+++ TEXT FOR ANALYSIS +++

And neither will my viral article. The most it could do is to give you a few minutes of sneak-peeking into my life and into my mind, as I am musing about relationships and the mistakes I made. I don’t give advice. I don’t have a conclusion. You can read my story, but the best-case scenario is that you will somewhat relate to my thoughts. It won’t give you answers or change your mind about anything. It is storytelling. And it is vulnerability.
And this means that storytelling, vulnerability, and personal essays also have a shot!
5. You Have to Promote It to Make It Viral

Promoting your article is a great way to get more eyes on your work, and you should totally do it. Especially because Medium appreciates if you help the platform to get views and reads and new readers.
But it is no guarantee to make it go viral — especially not internally. You can get a lot of external views — from a tweet picked up, from a Quora follower base, from having a huge external email list. These can help, but not in going viral.
I am a moderator of a Medium-related Facebook group, but the views I can get from there is limited — as it always is like this in Facebook groups.

My article was shared on Quora after it was starting to go up. But the rest was completely out of my control.
I can’t tell you why my article went crazy. It didn’t fit any categories that are supposed to go viral. It wasn’t massively helpful or life-changing. It wasn’t informative. It wasn’t short and snappy with clear takeaways. It is a personal story, a ten-minute long confessional essay. It’s not even a typical story that everyone can relate to.

+++

EXERCISE REQUIREMENTS:
1. In the passage on going viral, quote the text starting with "I am a moderator" and going on through "of my control.".
2. In the passage on going viral, on what platform was the author's article shared after it started to go up?
The material after this point is not required.

+++ RECORDED DATA +++

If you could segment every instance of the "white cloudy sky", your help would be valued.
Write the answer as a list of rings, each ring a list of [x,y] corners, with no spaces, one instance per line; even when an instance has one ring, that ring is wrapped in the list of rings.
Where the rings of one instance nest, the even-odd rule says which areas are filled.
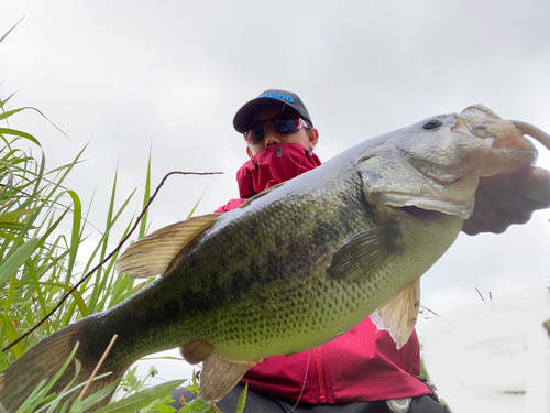
[[[34,133],[48,163],[72,177],[101,225],[113,175],[120,199],[141,187],[152,151],[153,183],[176,176],[151,210],[152,229],[237,196],[246,160],[232,118],[268,88],[298,93],[328,160],[370,137],[431,115],[483,102],[503,118],[550,131],[550,2],[396,1],[11,1],[0,13],[0,96],[35,113],[11,126]],[[541,151],[539,165],[550,167]],[[135,199],[132,211],[139,210]],[[549,281],[549,211],[501,236],[461,236],[424,280],[436,312]],[[496,293],[496,294],[495,294]],[[420,327],[421,328],[421,327]]]

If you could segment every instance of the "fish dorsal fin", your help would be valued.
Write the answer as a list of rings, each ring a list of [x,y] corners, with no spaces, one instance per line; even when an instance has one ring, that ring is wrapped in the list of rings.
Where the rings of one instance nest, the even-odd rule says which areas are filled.
[[[400,252],[395,242],[398,236],[396,224],[380,225],[354,235],[338,249],[327,271],[339,279],[367,280]]]
[[[384,306],[371,314],[380,330],[386,329],[399,350],[407,344],[415,329],[420,309],[420,279],[405,285]]]
[[[117,262],[117,270],[132,279],[164,274],[174,257],[210,228],[219,216],[204,215],[156,230],[128,247]]]
[[[200,372],[199,399],[208,404],[221,400],[260,361],[262,360],[230,360],[212,352]]]

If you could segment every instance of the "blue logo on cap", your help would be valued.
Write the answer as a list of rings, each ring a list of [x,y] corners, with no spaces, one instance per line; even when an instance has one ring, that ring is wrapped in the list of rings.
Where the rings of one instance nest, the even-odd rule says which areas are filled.
[[[286,96],[286,95],[282,95],[282,94],[264,94],[264,95],[260,95],[258,98],[273,98],[273,99],[286,100],[290,104],[294,102],[294,99],[290,96]]]

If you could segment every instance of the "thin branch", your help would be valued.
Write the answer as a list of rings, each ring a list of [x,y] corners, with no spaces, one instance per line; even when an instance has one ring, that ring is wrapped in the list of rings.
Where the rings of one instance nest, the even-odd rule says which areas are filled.
[[[82,392],[80,393],[80,398],[79,398],[80,400],[84,399],[84,394],[86,394],[86,392],[88,391],[88,388],[90,387],[91,382],[94,381],[94,378],[98,374],[98,371],[101,368],[101,366],[103,366],[103,361],[107,358],[107,356],[109,355],[109,352],[111,351],[111,348],[114,345],[114,341],[117,341],[118,337],[119,337],[119,335],[117,335],[117,334],[114,336],[112,336],[111,343],[109,343],[109,346],[107,346],[107,350],[105,350],[103,356],[101,356],[101,359],[99,360],[98,365],[94,369],[94,372],[91,373],[90,379],[88,380],[88,382],[86,383],[86,387],[84,388]]]
[[[147,205],[145,205],[145,207],[143,208],[142,213],[140,214],[140,216],[135,219],[135,224],[133,225],[132,229],[130,230],[130,232],[128,232],[128,235],[120,241],[120,243],[114,248],[114,250],[109,254],[107,256],[103,261],[101,261],[99,264],[97,264],[96,267],[94,267],[85,276],[82,276],[82,279],[75,284],[75,286],[73,286],[73,289],[70,289],[63,297],[62,300],[59,301],[59,303],[57,303],[57,305],[44,317],[42,318],[38,323],[36,323],[32,328],[30,328],[29,330],[26,330],[21,337],[19,337],[16,340],[14,340],[13,343],[10,343],[8,346],[6,346],[3,349],[2,349],[2,352],[9,350],[11,347],[15,346],[18,343],[20,343],[23,338],[25,338],[26,336],[29,336],[31,333],[33,333],[36,328],[38,328],[42,324],[44,324],[46,322],[46,319],[48,319],[57,309],[59,309],[59,307],[62,306],[62,304],[69,297],[70,294],[73,294],[73,292],[78,289],[87,279],[90,278],[91,274],[94,274],[101,265],[103,265],[106,262],[108,262],[117,252],[120,251],[120,249],[122,248],[122,246],[124,244],[124,242],[128,241],[128,239],[132,236],[132,233],[134,232],[134,230],[138,228],[138,225],[140,224],[141,219],[143,218],[143,216],[145,215],[145,213],[147,211],[148,207],[151,206],[151,204],[153,203],[153,200],[155,199],[156,195],[158,194],[158,192],[161,191],[161,187],[164,185],[164,183],[166,182],[166,180],[172,176],[172,175],[218,175],[218,174],[222,174],[223,172],[182,172],[182,171],[173,171],[173,172],[169,172],[167,173],[163,180],[161,181],[161,183],[158,184],[158,186],[156,187],[154,194],[151,196],[151,198],[148,198],[148,203]]]

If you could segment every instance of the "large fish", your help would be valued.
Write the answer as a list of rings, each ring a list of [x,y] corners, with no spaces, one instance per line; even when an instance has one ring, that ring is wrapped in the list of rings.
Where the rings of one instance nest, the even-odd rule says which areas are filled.
[[[265,357],[322,345],[376,309],[400,347],[416,322],[418,280],[472,214],[479,177],[536,159],[519,129],[474,106],[364,141],[235,210],[163,228],[119,262],[133,276],[162,276],[31,348],[0,378],[0,402],[14,412],[77,340],[87,379],[114,334],[100,371],[112,374],[90,391],[179,346],[189,362],[205,361],[206,402]]]

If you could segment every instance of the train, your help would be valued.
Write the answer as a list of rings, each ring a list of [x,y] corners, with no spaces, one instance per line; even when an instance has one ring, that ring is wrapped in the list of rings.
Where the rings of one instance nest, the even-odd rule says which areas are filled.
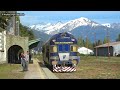
[[[43,61],[52,72],[74,72],[80,62],[77,39],[68,32],[53,35],[42,46]]]

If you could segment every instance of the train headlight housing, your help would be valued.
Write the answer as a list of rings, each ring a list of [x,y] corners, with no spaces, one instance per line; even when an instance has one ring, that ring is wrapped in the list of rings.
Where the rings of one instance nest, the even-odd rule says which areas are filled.
[[[71,45],[71,51],[72,52],[77,52],[78,46],[77,45]]]
[[[76,65],[77,61],[76,60],[72,60],[72,64]]]
[[[50,47],[50,52],[57,52],[57,46],[56,45],[51,46]]]
[[[52,61],[52,65],[57,65],[58,61]]]

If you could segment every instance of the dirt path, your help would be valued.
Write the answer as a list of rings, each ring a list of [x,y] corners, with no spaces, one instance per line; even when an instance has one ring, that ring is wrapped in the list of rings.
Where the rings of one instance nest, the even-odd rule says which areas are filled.
[[[26,71],[24,79],[46,79],[42,68],[39,66],[37,59],[33,60],[33,64],[29,64],[29,71]]]

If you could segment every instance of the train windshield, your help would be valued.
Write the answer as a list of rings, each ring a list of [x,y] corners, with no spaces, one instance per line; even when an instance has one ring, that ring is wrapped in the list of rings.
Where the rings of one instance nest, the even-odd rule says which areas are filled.
[[[58,45],[58,51],[59,52],[68,52],[70,50],[69,44],[59,44]]]

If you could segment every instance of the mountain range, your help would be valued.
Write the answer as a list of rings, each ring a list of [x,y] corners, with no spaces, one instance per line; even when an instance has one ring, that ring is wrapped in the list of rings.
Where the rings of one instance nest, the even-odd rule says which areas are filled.
[[[66,23],[58,21],[55,24],[52,23],[39,23],[29,26],[37,38],[41,38],[43,41],[49,39],[52,35],[59,32],[69,32],[76,38],[88,37],[92,42],[95,40],[104,40],[109,36],[111,41],[115,41],[118,34],[120,34],[120,23],[104,23],[100,24],[85,17],[70,20]]]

+++

ANSWERS TO THE PROBLEMS:
1.
I am a moderator of a Medium-related Facebook group, but the views I can get from there is limited — as it always is like this in Facebook groups.

My article was shared on Quora after it was starting to go up. But the rest was completely out of my control.

2. Quora